WHAT THE EXERCISE ASKS –
Repeat the records verbatim and leave the pictures out of your copy.

--------------------------------

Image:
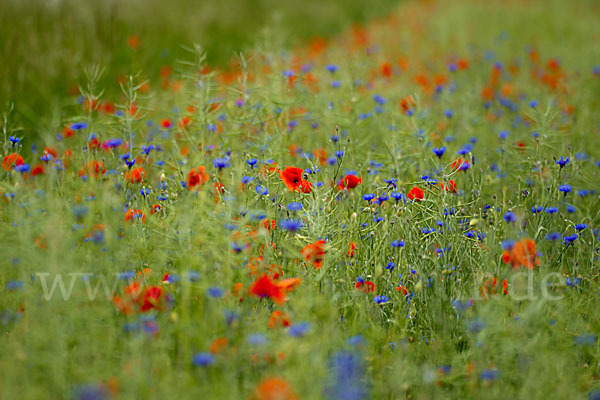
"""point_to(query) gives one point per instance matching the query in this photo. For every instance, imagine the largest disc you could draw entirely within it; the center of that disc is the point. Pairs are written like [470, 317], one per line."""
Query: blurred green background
[46, 45]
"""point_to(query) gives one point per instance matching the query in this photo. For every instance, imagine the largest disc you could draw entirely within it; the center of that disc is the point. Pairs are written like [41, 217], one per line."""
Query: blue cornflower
[396, 196]
[23, 168]
[391, 182]
[439, 152]
[368, 196]
[537, 209]
[215, 292]
[221, 162]
[379, 100]
[262, 190]
[490, 374]
[553, 236]
[331, 68]
[13, 285]
[294, 206]
[572, 282]
[508, 244]
[551, 210]
[257, 339]
[203, 359]
[562, 161]
[570, 239]
[291, 225]
[79, 125]
[510, 217]
[583, 192]
[381, 299]
[112, 143]
[565, 189]
[130, 162]
[147, 149]
[298, 330]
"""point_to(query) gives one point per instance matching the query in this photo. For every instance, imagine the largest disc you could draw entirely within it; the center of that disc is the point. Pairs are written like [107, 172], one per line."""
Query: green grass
[46, 46]
[441, 340]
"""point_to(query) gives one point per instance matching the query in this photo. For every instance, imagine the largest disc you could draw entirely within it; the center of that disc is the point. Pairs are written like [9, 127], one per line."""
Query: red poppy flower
[489, 287]
[349, 182]
[365, 286]
[292, 177]
[386, 69]
[51, 151]
[165, 123]
[314, 253]
[278, 319]
[132, 213]
[523, 253]
[460, 164]
[402, 289]
[351, 249]
[197, 177]
[450, 187]
[135, 175]
[12, 160]
[93, 168]
[415, 194]
[264, 287]
[151, 298]
[289, 284]
[37, 170]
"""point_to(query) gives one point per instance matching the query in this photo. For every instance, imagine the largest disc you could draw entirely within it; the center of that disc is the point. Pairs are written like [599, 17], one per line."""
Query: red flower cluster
[292, 177]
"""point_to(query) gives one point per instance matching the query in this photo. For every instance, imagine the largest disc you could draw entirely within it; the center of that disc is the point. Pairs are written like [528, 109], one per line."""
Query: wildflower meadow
[405, 206]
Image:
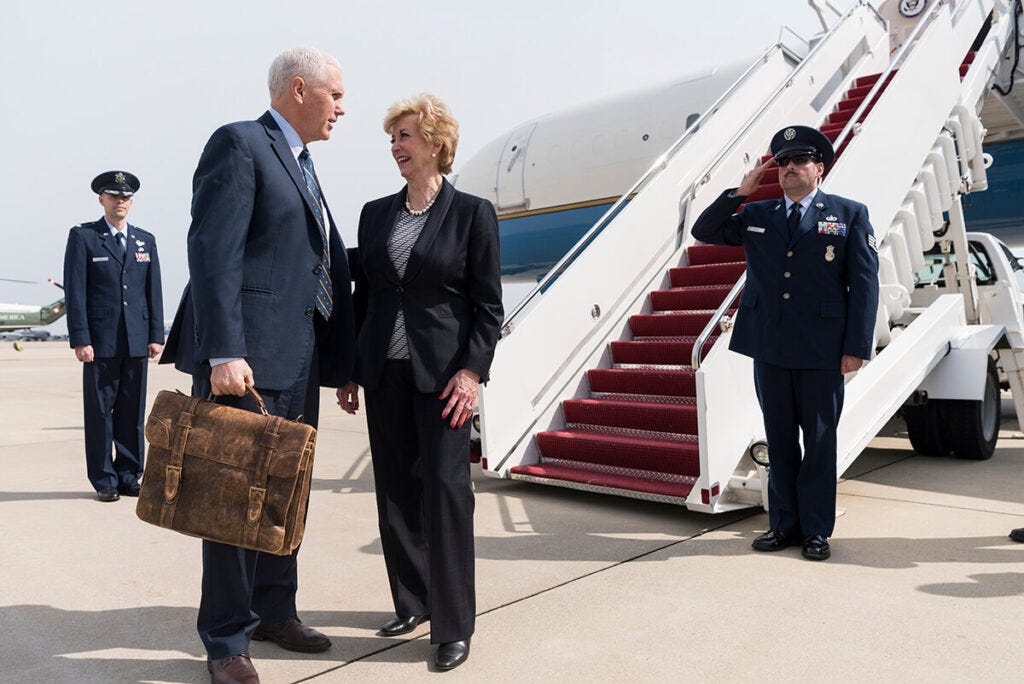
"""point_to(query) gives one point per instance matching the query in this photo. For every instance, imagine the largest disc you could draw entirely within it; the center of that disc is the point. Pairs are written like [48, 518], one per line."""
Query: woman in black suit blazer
[428, 310]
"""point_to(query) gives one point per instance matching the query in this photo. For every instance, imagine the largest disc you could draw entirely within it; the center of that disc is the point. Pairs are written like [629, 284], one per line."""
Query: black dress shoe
[398, 626]
[130, 489]
[816, 548]
[107, 495]
[774, 540]
[452, 654]
[232, 670]
[292, 635]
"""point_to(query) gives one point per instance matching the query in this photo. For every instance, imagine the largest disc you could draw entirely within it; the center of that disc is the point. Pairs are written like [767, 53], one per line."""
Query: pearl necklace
[421, 212]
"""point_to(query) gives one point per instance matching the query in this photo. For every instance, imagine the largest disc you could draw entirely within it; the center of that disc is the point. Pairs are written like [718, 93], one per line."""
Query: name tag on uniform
[832, 228]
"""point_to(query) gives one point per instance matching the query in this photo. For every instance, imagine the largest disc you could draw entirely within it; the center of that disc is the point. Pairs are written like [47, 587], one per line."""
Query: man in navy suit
[268, 305]
[115, 324]
[807, 317]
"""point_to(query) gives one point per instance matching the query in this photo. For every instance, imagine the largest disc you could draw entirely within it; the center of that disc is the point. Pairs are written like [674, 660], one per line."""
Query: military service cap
[116, 182]
[803, 140]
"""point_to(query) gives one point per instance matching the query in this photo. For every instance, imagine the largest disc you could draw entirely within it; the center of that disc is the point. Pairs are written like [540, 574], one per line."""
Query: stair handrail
[871, 94]
[716, 317]
[880, 84]
[659, 163]
[741, 131]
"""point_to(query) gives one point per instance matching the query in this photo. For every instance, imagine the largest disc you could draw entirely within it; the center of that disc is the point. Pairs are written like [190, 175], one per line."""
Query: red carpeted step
[712, 273]
[832, 131]
[705, 254]
[559, 472]
[859, 91]
[680, 418]
[849, 103]
[870, 80]
[844, 116]
[670, 325]
[657, 352]
[695, 297]
[623, 381]
[677, 457]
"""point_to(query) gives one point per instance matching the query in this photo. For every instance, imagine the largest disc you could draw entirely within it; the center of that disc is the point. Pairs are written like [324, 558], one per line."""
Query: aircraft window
[1015, 264]
[932, 272]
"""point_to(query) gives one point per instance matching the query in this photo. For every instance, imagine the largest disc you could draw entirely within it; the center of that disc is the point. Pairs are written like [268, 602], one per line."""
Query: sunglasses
[798, 160]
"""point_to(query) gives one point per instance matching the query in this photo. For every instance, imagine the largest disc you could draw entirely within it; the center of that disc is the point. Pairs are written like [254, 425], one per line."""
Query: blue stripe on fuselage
[535, 242]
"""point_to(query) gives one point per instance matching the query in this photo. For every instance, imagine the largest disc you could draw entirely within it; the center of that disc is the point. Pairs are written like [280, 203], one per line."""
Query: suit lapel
[438, 212]
[109, 241]
[383, 237]
[287, 159]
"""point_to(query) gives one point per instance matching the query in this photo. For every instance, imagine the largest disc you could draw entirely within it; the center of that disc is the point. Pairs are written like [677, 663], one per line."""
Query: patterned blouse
[407, 231]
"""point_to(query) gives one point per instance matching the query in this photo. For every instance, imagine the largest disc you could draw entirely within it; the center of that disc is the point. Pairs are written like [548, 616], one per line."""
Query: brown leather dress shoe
[232, 670]
[292, 635]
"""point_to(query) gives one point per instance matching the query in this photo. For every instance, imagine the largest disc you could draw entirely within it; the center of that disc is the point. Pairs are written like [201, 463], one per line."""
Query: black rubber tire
[974, 426]
[926, 429]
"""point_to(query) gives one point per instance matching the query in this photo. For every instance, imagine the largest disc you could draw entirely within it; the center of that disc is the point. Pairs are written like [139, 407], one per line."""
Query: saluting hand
[850, 364]
[231, 378]
[348, 397]
[461, 391]
[84, 353]
[753, 178]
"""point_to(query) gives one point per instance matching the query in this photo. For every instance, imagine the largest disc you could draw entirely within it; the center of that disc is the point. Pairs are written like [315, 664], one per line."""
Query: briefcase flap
[229, 436]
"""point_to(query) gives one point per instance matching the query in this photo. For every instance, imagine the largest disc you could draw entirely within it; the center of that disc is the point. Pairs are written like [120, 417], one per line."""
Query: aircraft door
[512, 169]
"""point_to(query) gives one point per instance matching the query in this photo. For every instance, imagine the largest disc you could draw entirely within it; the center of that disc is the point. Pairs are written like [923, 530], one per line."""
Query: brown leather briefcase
[226, 474]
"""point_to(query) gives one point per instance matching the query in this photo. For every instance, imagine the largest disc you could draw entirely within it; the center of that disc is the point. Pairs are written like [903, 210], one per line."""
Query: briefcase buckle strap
[257, 496]
[172, 484]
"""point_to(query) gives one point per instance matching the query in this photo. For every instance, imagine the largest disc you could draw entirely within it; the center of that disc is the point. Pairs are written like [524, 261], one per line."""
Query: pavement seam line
[538, 593]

--------------------------------

TASK RESULT –
Image:
"""point_to(query) gives one point per instance matching the query in this photo. For every instance, imagine the largest disc you could draw entirely within it; the center of that disc is the point. Pairs are written like [470, 317], one per line."""
Query: blurred green background
[46, 45]
"""point_to(query) gives one point per instance matching the query in this photo. For every instance, imagine the largest disc you could draw entirely within it; the center of that disc is the point. Pairs are written like [41, 217], one per line."""
Query: blue cornflower
[396, 196]
[23, 168]
[391, 182]
[439, 152]
[368, 196]
[537, 209]
[215, 292]
[221, 162]
[379, 100]
[262, 190]
[490, 374]
[553, 236]
[331, 68]
[13, 285]
[294, 206]
[572, 282]
[508, 244]
[551, 210]
[257, 339]
[203, 359]
[562, 161]
[570, 239]
[291, 225]
[79, 125]
[510, 217]
[583, 192]
[381, 299]
[112, 143]
[565, 189]
[130, 162]
[147, 149]
[298, 330]
"""point_to(query) gives one point per instance matching the query in this photo. For every instance, imagine the largest disc you could draw entirely within it; the center of that disc is the point. Pairs are written like [107, 172], one per line."""
Query: green grass
[46, 46]
[441, 340]
"""point_to(query) gives one point per instance matching the query in this photo. For every instance, imagine the largest disc you could draw entirely within it; the center of that disc is the point. Pairs are written like [9, 127], one per line."""
Query: red poppy flower
[489, 287]
[349, 182]
[365, 286]
[292, 177]
[386, 69]
[51, 151]
[165, 123]
[314, 253]
[278, 319]
[132, 213]
[523, 253]
[460, 164]
[402, 289]
[351, 249]
[197, 177]
[450, 187]
[135, 175]
[12, 160]
[93, 168]
[415, 194]
[264, 287]
[151, 298]
[289, 284]
[37, 170]
"""point_to(query) gives one point per instance matching the query in this photo. For every instance, imagine the largest disc you could draw entirely within it; the center of that disc is the point. Pairs are written like [599, 17], one per line."""
Query: red flower cluster
[292, 177]
"""point_to(query) gives one point per instance matching the query in this photo. For every instance, imagine the largest disc you could draw entirely within it; the center of that disc is the point. Pairs are written like [528, 109], one per line."""
Query: wildflower meadow
[405, 206]
Image:
"""point_to(query) gives one point per instance matching the query in this photo. For every instance, imagine the largest disc you could draw entirely within it; the center of that disc is the point. Pairs are written like [48, 518], one per line."""
Query: woman in black suit blazer
[428, 310]
"""point_to(query) gives one point per instance matching the query in this photo. For every instance, imagine the largest disc you could draw entirely within it; the center of that disc is the point. Pairs are written like [629, 284], one per line."""
Query: black dress shoe
[398, 626]
[130, 489]
[816, 548]
[107, 495]
[774, 540]
[452, 654]
[232, 670]
[292, 635]
"""point_to(query) gives one point per instance matching the query in this photo. For every instance, imagine the largest disc you could draw entirely within it; the center of that disc is the point. Pairs are written like [767, 53], one per line."""
Query: pearl necklace
[421, 212]
"""point_to(query) gives one point per instance matching the query in this photo. For every instance, imagine the largest disc you could draw entirely within it; the center of that disc is the point. Pairs are written like [718, 93], one per line."""
Query: name tag on uniform
[832, 228]
"""point_to(query) gives one point per instance matching the query in this photo. For every instance, imagine the largest disc you could draw entirely within it; the center of that disc is the point. Pairs are written like [47, 587], one per line."""
Query: man in navy suit
[268, 305]
[115, 324]
[807, 317]
"""point_to(query) gives one point per instance matching the query in this photo. For every instance, imagine the largest disc you could draw entirely within it; the center of that disc is the point. Pairs are written like [674, 660], one per line."""
Query: military service cap
[116, 182]
[803, 140]
"""point_to(query) gives one point per instance matching the query in this photo. For every instance, imagine the largest disc you could draw entirely within it; the center of that disc is the point. Pairs are written like [540, 574], one per line."""
Query: stair handrail
[871, 94]
[716, 317]
[880, 84]
[659, 163]
[741, 131]
"""point_to(query) gives one point per instance matching the query in this photo. For every instance, imagine the largest disc you could draw entirely within it; the center of that disc is the point. Pairs are written like [190, 175], one per line."""
Query: red carpeted step
[712, 273]
[832, 131]
[705, 254]
[559, 472]
[859, 91]
[680, 418]
[849, 103]
[870, 80]
[844, 116]
[670, 325]
[657, 352]
[695, 297]
[623, 381]
[677, 457]
"""point_to(query) gives one point per instance matching the query in this photo. For every instance, imagine the largest disc you could draw entirely within it; the center of that disc is the point. Pairs are written like [324, 558], one per line."""
Query: aircraft window
[1015, 264]
[932, 272]
"""point_to(query) gives one point per instance matching the query in this photo. For every instance, imagine the largest disc you could draw entirely within it; the center of that disc is the point. Pairs are written like [268, 602], one per line."""
Query: sunglasses
[798, 160]
"""point_to(query) gives one point per instance matching the query in this photo. For every instance, imagine the largest disc you could draw entirely within it; the center of that disc is the point. Pairs are written like [254, 425], one per line."""
Query: blue stripe on fuselage
[535, 242]
"""point_to(query) gives one point per instance matching the query in this photo. For every instance, imagine the largest disc you could draw entirely within it; the center of that disc is the point. Pairs are written like [280, 203], one per line."""
Query: suit lapel
[438, 212]
[109, 241]
[383, 237]
[287, 159]
"""point_to(query) gives one point per instance matching the query in this photo. For every instance, imagine the largest disc you could draw entirely within it; the center of that disc is the point. Pairs are written like [677, 663], one per line."""
Query: patterned blouse
[407, 231]
"""point_to(query) gives one point per instance matching the query in this photo. For every instance, imagine the largest disc you could draw entirely within it; the center of that disc is the point. Pairs are written like [548, 616], one per line."""
Query: brown leather dress shoe
[232, 670]
[292, 635]
"""point_to(query) gives one point per instance matching the query in this photo. For every instance, imagine the largest disc you could draw entirely within it; the center of that disc is the point. Pairs are written like [201, 463], one per line."""
Query: black rubber tire
[974, 426]
[926, 429]
"""point_to(query) gives one point per instance matching the query in this photo. For every instance, imagine the largest disc you could draw entirely within it; the center of that disc is the point. Pairs are written like [139, 407], one per line."""
Query: saluting hand
[850, 364]
[231, 378]
[348, 397]
[461, 391]
[84, 353]
[753, 178]
"""point_to(query) gives one point per instance matching the query in this photo. For every instance, imagine the largest disc you could draw entirely within it; the center of that disc is the point. Pairs are written like [315, 664], one per line."""
Query: briefcase flap
[229, 436]
"""point_to(query) gives one point per instance matching the query in this photo. For every instance, imagine the largest disc you could draw entirely within it; the center of that disc is the point. Pairs are written like [120, 417], one per line."""
Query: aircraft door
[512, 169]
"""point_to(query) gives one point per instance matching the query in this photo. For every instance, imagine the largest disc you could draw entirely within it; the center of that disc is the point. Pairs are written like [923, 530], one per line."""
Query: brown leather briefcase
[226, 474]
"""point_to(query) gives one point per instance matching the query in this photo. For every instance, imagine the largest disc you could draw entirely within it; the center of that disc is the point. Pairs are written like [903, 210], one per line."""
Query: briefcase buckle strap
[257, 496]
[172, 484]
"""point_to(query) gives one point per instance matching the query in this photo. For every instance, imagine the largest disc you could draw entirely within it; the center of that disc is the point. Pairs are written like [524, 261], one per line."""
Query: pavement seam line
[538, 593]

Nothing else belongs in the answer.